**Document extract:**
** BEGIN **
To build our PoC and to execute it, we are going to need just a few classes. We will start with a basic Spring Boot project with the ‘web’ starter. And, once we have that in place (you can use the Spring Initializr) we can start adding our classes.

Let’s start with a very basic ‘User’ model

public class User {

    private String firstname;
    private String lastname;

    public String getFirstname() {
        return firstname;
    }

    public User setFirstname(String firstname) {
        this.firstname = firstname;
        return this;
    }

    public String getLastname() {
        return lastname;
    }

    public User setLastname(String lastname) {
        this.lastname = lastname;
        return this;
    }

    @Override
    public String toString() {
        return "User{" +
                "firstname='" + firstname + '\'' +
                ", lastname='" + lastname + '\'' +
                '}';
    }
}

Nothing out of the ordinary here. Just a couple of properties and some getter and setter methods.

Now, let’s build a basic service that is going to simulate a ‘register’ operation:

...
import org.springframework.context.ApplicationEventPublisher;
...

@Service
public class UserService {

    private static final Logger logger = LoggerFactory.getLogger(UserService.class);

    private final ApplicationEventPublisher publisher;

    public UserService(ApplicationEventPublisher publisher) {
        this.publisher = publisher;
    }

    public void register(final User user) {
        logger.info("Registering {}", user);

        publisher.publishEvent(new UserRegistered(user));
    }
}

Here we have the first references to the event classes the Spring Framework offers us. The ‘ApplicationEventPublished’ that it will allow us to publish the desired event to be consumer by listeners.
** END **
**Given entries:**
** BEGIN **
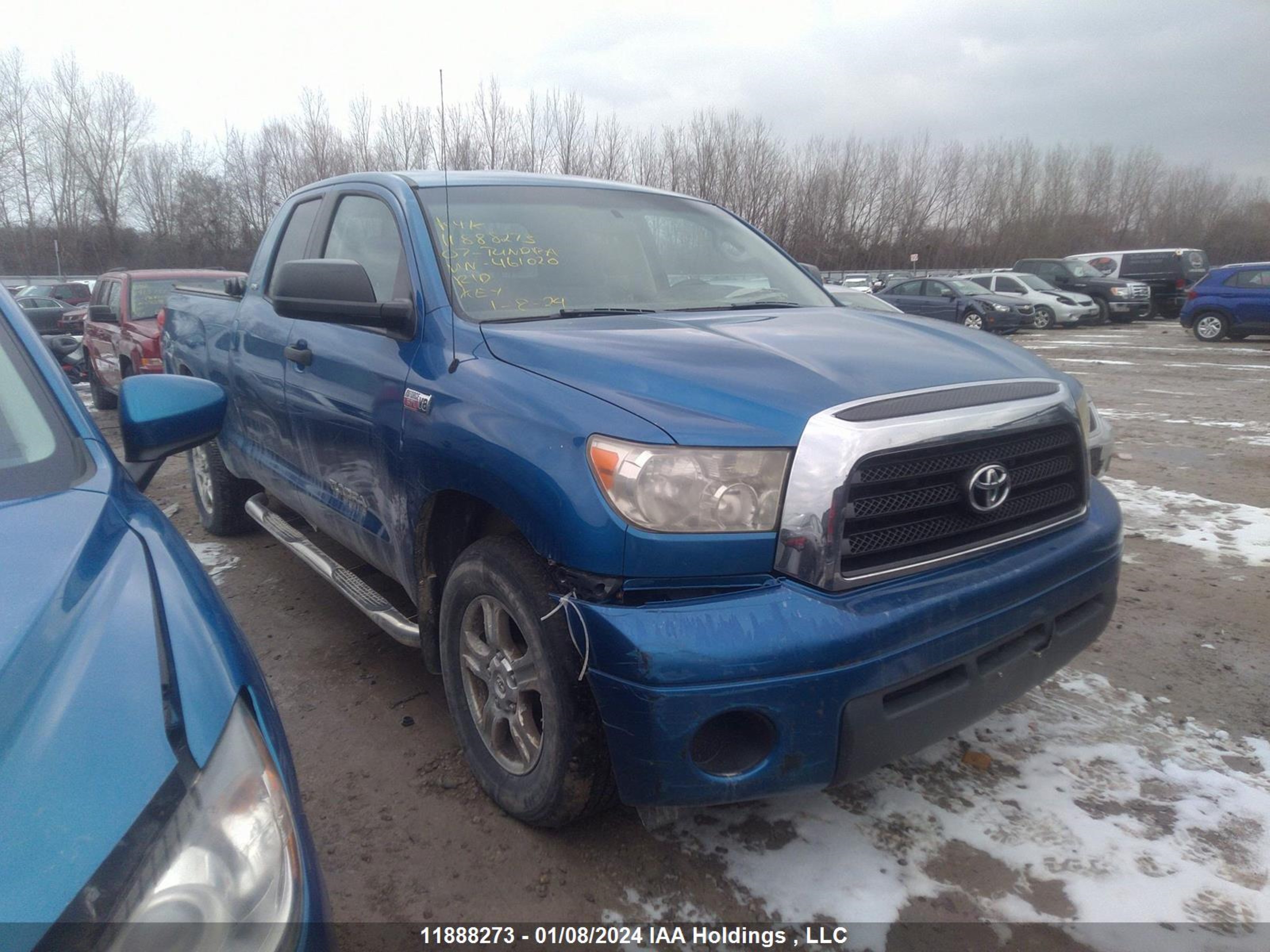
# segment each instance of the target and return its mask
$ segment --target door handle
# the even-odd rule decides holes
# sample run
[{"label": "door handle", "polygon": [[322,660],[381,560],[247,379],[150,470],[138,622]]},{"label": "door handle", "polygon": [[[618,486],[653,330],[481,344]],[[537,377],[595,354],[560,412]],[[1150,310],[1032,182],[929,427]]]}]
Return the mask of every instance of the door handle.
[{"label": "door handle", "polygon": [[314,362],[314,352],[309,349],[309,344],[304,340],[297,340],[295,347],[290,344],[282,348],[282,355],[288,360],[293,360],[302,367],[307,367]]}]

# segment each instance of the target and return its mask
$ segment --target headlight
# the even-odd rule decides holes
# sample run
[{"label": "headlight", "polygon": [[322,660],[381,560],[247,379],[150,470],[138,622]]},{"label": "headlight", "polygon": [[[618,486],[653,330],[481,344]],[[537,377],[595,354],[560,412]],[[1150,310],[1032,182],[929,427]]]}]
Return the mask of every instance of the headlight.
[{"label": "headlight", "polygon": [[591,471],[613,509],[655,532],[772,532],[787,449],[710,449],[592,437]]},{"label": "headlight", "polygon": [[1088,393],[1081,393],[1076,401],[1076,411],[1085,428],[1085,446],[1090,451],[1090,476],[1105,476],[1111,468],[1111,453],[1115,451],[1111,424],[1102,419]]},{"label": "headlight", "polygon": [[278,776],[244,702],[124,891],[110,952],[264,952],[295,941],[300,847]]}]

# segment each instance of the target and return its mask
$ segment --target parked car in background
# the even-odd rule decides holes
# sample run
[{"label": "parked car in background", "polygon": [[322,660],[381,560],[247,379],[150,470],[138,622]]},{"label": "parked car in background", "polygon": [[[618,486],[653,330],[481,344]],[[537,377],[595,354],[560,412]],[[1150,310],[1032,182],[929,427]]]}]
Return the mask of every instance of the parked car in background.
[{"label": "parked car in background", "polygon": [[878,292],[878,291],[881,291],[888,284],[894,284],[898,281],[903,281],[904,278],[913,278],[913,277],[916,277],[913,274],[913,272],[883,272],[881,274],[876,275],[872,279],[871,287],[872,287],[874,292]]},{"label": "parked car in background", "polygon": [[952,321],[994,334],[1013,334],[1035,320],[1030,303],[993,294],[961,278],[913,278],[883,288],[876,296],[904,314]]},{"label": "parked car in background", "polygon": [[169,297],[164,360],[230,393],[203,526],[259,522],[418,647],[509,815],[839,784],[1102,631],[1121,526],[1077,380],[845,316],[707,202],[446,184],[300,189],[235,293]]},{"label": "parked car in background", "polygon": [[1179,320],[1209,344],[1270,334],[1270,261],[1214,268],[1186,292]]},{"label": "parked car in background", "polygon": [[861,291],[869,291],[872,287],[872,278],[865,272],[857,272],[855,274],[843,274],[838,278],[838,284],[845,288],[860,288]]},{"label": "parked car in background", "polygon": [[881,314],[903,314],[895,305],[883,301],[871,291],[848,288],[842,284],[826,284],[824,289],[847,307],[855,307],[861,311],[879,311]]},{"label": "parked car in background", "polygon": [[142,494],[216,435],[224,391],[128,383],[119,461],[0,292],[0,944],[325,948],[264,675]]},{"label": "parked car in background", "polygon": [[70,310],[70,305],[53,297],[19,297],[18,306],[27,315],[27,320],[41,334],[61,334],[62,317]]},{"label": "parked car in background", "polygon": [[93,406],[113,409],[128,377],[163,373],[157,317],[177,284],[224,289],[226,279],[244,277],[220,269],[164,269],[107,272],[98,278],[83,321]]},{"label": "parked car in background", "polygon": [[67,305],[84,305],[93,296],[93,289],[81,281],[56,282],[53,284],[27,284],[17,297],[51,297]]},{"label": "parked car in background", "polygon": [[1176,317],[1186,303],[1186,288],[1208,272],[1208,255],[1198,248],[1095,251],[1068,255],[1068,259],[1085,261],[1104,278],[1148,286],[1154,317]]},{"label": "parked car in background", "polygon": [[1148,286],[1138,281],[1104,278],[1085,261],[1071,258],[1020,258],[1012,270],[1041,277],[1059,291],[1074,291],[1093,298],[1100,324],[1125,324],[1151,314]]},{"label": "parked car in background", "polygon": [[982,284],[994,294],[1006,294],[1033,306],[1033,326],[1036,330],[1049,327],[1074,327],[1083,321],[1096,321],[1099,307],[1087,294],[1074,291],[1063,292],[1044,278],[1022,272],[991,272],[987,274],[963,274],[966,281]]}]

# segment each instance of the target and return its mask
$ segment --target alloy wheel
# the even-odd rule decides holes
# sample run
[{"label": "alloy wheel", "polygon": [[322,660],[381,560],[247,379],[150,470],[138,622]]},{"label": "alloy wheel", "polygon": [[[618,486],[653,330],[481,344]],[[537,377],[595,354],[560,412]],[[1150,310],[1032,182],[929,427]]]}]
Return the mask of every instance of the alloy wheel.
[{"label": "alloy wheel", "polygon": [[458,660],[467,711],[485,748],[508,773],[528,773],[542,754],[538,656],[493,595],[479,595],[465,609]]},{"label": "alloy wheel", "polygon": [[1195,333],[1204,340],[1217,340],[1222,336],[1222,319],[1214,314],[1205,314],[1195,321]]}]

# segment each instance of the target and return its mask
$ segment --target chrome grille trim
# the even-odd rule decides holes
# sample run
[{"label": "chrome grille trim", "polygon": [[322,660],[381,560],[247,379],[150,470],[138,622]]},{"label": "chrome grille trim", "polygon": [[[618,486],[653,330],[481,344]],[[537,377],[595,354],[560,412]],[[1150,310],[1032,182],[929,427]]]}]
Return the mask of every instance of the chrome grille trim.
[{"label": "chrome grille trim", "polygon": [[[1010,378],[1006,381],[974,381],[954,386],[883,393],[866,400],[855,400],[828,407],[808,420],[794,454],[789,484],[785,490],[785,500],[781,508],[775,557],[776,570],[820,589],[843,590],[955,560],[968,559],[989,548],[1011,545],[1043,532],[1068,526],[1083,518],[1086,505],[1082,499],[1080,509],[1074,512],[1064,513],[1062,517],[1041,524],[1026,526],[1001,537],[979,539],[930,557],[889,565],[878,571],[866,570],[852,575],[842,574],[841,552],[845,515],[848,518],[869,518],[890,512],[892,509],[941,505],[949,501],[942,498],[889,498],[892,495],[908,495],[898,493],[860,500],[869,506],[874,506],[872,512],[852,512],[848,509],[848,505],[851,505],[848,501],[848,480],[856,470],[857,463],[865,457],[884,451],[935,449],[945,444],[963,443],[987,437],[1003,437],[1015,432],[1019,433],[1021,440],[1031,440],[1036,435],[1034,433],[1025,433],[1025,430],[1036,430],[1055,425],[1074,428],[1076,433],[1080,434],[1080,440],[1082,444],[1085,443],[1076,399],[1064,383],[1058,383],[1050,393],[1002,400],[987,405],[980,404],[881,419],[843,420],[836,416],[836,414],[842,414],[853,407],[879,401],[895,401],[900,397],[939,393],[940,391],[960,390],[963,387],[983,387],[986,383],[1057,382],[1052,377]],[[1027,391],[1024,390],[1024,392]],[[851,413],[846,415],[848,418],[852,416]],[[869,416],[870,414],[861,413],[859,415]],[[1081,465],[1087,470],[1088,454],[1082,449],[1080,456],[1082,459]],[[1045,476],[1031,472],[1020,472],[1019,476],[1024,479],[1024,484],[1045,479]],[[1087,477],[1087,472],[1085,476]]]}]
** END **
**Task to carry out:**
In the Spring Boot walkthrough, which starter does the basic project use?

**Solution:**
The 'web' starter.